:: Information shown ::

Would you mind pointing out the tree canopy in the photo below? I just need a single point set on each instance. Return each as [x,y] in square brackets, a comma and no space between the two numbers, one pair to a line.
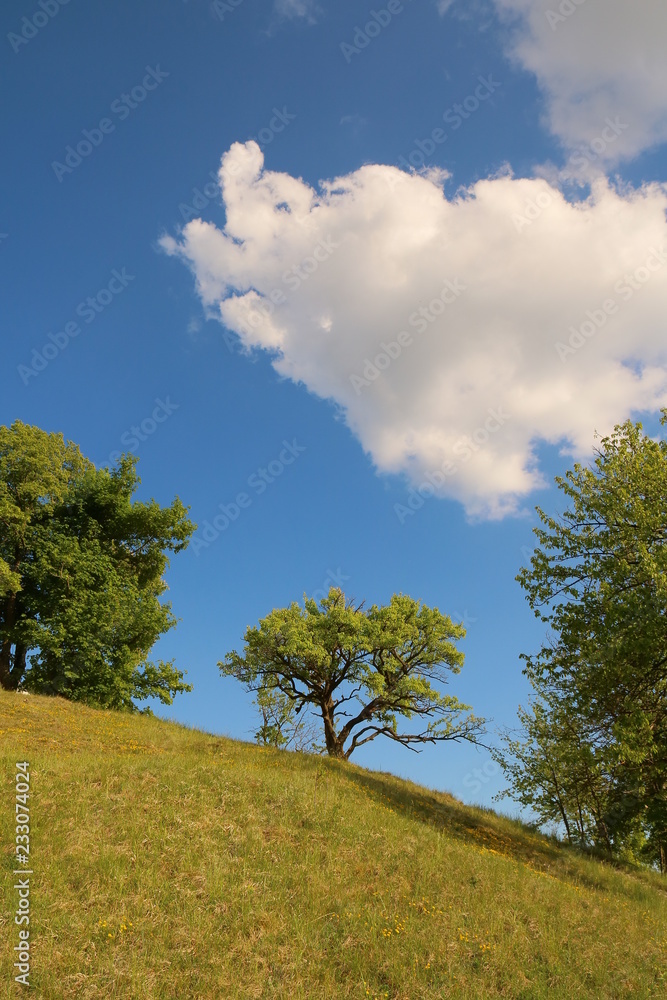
[81,574]
[360,671]
[598,578]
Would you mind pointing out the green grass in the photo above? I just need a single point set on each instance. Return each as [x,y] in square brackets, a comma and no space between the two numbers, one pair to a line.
[169,863]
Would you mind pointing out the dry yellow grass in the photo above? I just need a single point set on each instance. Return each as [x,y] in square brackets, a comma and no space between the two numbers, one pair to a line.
[169,863]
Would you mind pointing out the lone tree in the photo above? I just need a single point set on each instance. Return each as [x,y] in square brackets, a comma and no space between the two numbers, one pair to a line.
[81,569]
[359,670]
[599,580]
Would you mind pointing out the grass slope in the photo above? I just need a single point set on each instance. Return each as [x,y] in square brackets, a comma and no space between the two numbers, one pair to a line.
[169,863]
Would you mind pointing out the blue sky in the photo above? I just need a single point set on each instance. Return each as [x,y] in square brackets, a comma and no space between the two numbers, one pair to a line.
[497,164]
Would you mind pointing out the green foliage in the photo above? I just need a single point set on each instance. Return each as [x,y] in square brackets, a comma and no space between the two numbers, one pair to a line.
[599,579]
[359,670]
[81,574]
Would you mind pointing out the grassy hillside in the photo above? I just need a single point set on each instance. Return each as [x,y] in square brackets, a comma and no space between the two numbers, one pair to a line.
[169,863]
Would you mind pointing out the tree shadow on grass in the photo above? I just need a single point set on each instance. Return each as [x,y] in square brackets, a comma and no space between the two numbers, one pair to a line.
[485,830]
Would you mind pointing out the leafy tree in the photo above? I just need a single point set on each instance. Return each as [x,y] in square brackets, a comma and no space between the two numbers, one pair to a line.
[599,579]
[359,670]
[81,574]
[282,727]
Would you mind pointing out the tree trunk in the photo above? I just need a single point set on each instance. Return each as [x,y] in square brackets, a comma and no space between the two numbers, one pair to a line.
[8,681]
[333,743]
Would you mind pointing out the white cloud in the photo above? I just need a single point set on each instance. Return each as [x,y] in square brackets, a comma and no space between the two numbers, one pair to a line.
[350,266]
[596,60]
[297,8]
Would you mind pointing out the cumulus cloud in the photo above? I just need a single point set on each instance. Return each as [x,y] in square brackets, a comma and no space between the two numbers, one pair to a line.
[454,334]
[596,60]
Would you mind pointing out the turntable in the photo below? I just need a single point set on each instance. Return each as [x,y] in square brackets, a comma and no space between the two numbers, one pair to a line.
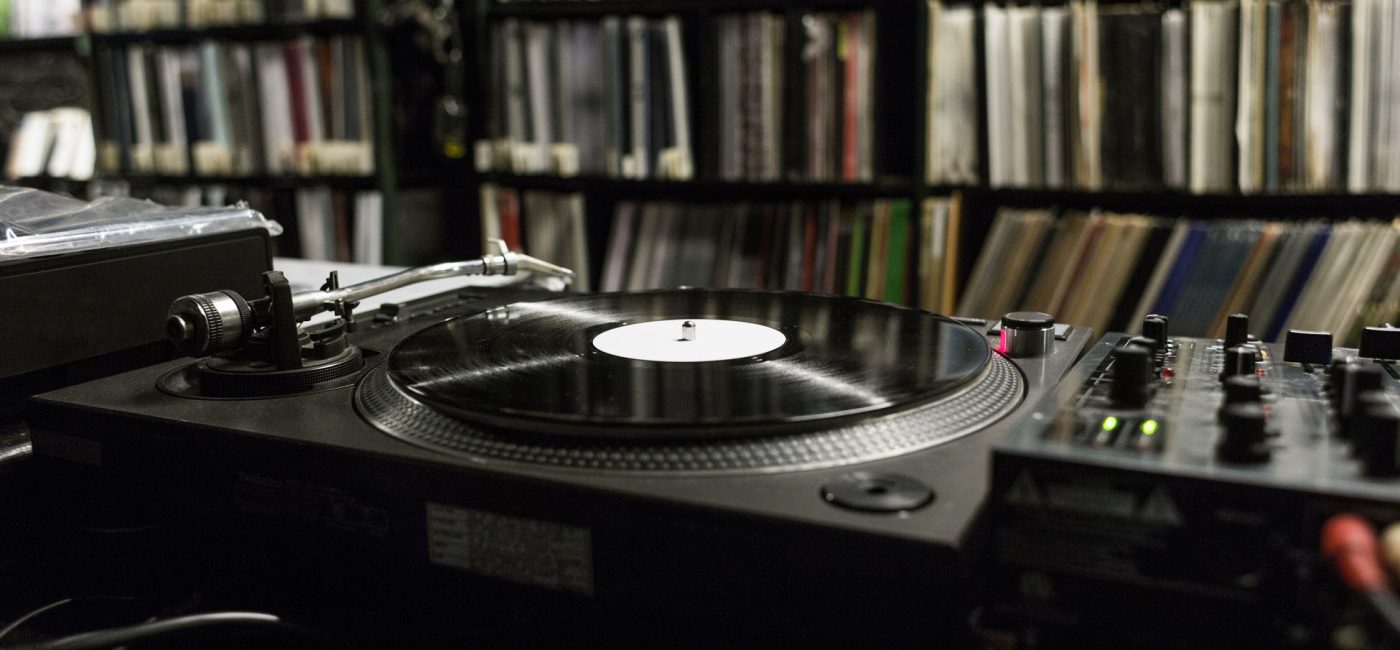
[518,464]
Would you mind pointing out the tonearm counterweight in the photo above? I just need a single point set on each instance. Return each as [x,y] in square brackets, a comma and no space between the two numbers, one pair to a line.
[259,346]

:::

What is being asked: Rewrite the items from the line containing "Would you mind pointing out the cumulus" through the end of the items as a JSON list of strings, one string per line, with blank lines and the pictures left out.

Written response:
[
  "Would you mind pointing out the cumulus cloud in the photo above? I just need a single point set on each instance. Return each as [x,y] in square brackets, a comma and no space between the two numbers, one pair to a line.",
  "[454,334]",
  "[596,60]",
  "Would you mind pointing out the turntable in the photo below? I just need a single point set on each instance. Return each as [x,y] in square brackets, a comma and no space between the two numbers, one pair to a line.",
  "[518,464]",
  "Would you mind pointing out the tonearm counterweight in the photo above? I just need a single point set on each instance. Return each as [x,y] in square brackets, a comma and no space between the two numbers, one pair to a line.",
  "[259,346]"
]